◆ **PETIKAN TEKS**:
Bukankah akhir-akhir ini sering berita viral mengenai jenazah covid ditolak. Kemudian diklarifikasi oleh dokter ahli, bahwa jenazah covid yang dimakamkan sesuai protokoler/SOP itu aman.
Ditambah dengan berita bahwa siapa pun yang menolak jenazah maka akan ditangkap oleh aparat. Adalagi, bukahkah Anda sudah mendengar atau membaca bahwa penolak jenazah covid yang ada di Semarang kemarin dibuly habis-habisan oleh netizen? Ditambah doa-doa terkena azab dan lain sebagainya.
Namun masih ada tokoh masyarakat. Maupun pimpinan sekitar yang menolak jika ada pemakaman jenazah yang terkena corona dikampungnya.
Apakah yang menolak itu tidak takut ditangkap aparat? Apakah dia tidak gentar dibuly oleh warganet seluruh Indonesia? Didoakan terkena virus corona dia dan keluarganya.
Entahlah! Bisa jadi sang penolak tidak mengikuti dengan baik perkembangan berita yang ada di media sosial. Atau dikoran dan di TV.
Yang dia fikirkan hanya bagaimana dia dianggap penyelamat desanya. Dianggap pahlawan. Istiqomah dianggap sebagai tokoh masyarakat. Bisa jadi dia mau mengikuti pemilihan kepala desa di preode yang akan datang.
Tapi yang disayangkan. Itu mengorbankan kesedihan orang lain. Sebuah keluarga yang anggota keluarganya meninggal. Ditolak di pemakaman umum didesanya.

◆ **INFORMASI YANG DITAMPILKAN**:
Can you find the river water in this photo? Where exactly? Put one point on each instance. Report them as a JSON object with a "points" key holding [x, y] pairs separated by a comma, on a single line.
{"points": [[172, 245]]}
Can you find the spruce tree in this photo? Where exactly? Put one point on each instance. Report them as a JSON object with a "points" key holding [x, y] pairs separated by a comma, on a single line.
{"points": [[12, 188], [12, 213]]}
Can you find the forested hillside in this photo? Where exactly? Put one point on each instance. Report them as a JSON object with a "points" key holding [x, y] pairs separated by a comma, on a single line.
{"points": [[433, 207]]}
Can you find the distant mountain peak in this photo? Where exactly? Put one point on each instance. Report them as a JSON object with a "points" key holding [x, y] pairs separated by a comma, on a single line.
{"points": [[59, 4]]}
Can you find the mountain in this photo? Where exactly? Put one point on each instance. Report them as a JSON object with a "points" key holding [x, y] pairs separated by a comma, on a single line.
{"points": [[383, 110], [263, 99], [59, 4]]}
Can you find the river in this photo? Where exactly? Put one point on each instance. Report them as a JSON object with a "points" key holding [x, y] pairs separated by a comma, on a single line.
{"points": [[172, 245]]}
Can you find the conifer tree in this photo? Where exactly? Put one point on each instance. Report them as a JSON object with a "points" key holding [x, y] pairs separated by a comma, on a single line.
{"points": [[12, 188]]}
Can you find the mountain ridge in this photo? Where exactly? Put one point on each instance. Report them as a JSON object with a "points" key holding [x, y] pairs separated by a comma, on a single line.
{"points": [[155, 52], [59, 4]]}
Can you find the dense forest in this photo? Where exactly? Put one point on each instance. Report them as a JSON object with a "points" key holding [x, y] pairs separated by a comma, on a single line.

◆ **TUGAS WAJIB**:
1 > Tentukan apakah setiap pernyataan berikut sesuai dengan tulisan tentang penolakan jenazah covid di atas. Jawab ya atau tidak, disertai kutipan persis dari tulisan yang menjadi dasarnya.
(a) Dokter ahli menyatakan bahwa jenazah covid yang dimakamkan sesuai protokol itu aman.
(b) Penolak jenazah covid di Semarang mendapat pujian dari netizen.
(c) Penulis menduga sang penolak mungkin ingin ikut pemilihan kepala desa.
2 > Sebutkan semua media yang beritanya, menurut tulisan tentang penolakan jenazah covid, bisa jadi tidak diikuti dengan baik oleh sang penolak.
3 > Lanjutkan tulisan tentang penolakan jenazah covid mulai dari kalimat terakhirnya.

◆ **JAWABAN TIAP TUGAS**:
1 >
(a) Ya: "Kemudian diklarifikasi oleh dokter ahli, bahwa jenazah covid yang dimakamkan sesuai protokoler/SOP itu aman."
(b) Tidak: "penolak jenazah covid yang ada di Semarang kemarin dibuly habis-habisan oleh netizen"
(c) Ya: "Bisa jadi dia mau mengikuti pemilihan kepala desa di preode yang akan datang."

2 > Media sosial, koran, TV.

3 >
Kasian sang keluarga. Harus menanggung pukulan berkali-kali derita. Sudah kehilangan keluarga. Saat sakit tidak boleh dijenguk. Lalu ditambah lagi jenazah keluarganya tersebut ditolak. Karena kesok tahuan seorang tokoh masyarakat.
Kesok tahuan tokoh masyarakat tentang corona juga berdampak ke pasien OTG (Orang yang positif corona tapi tanpa gejala). Juga pada ODP (Orang dalam pemantauan).
Mereka diusir deri kampungnya. Di kosnya diusir langsung oleh pemilik kos. Walaupun dia tenaga medis. Yang merawat pasien corona. Berjuang agar pasien yang positif segera sembuh dan bisa beraktifitas seperti sedia kala. Yang merawat agar pandemi ini tidak semakin meluas.
Bukankah ini ketololan? Ungkap Dr Tirta di aku Instagramnya.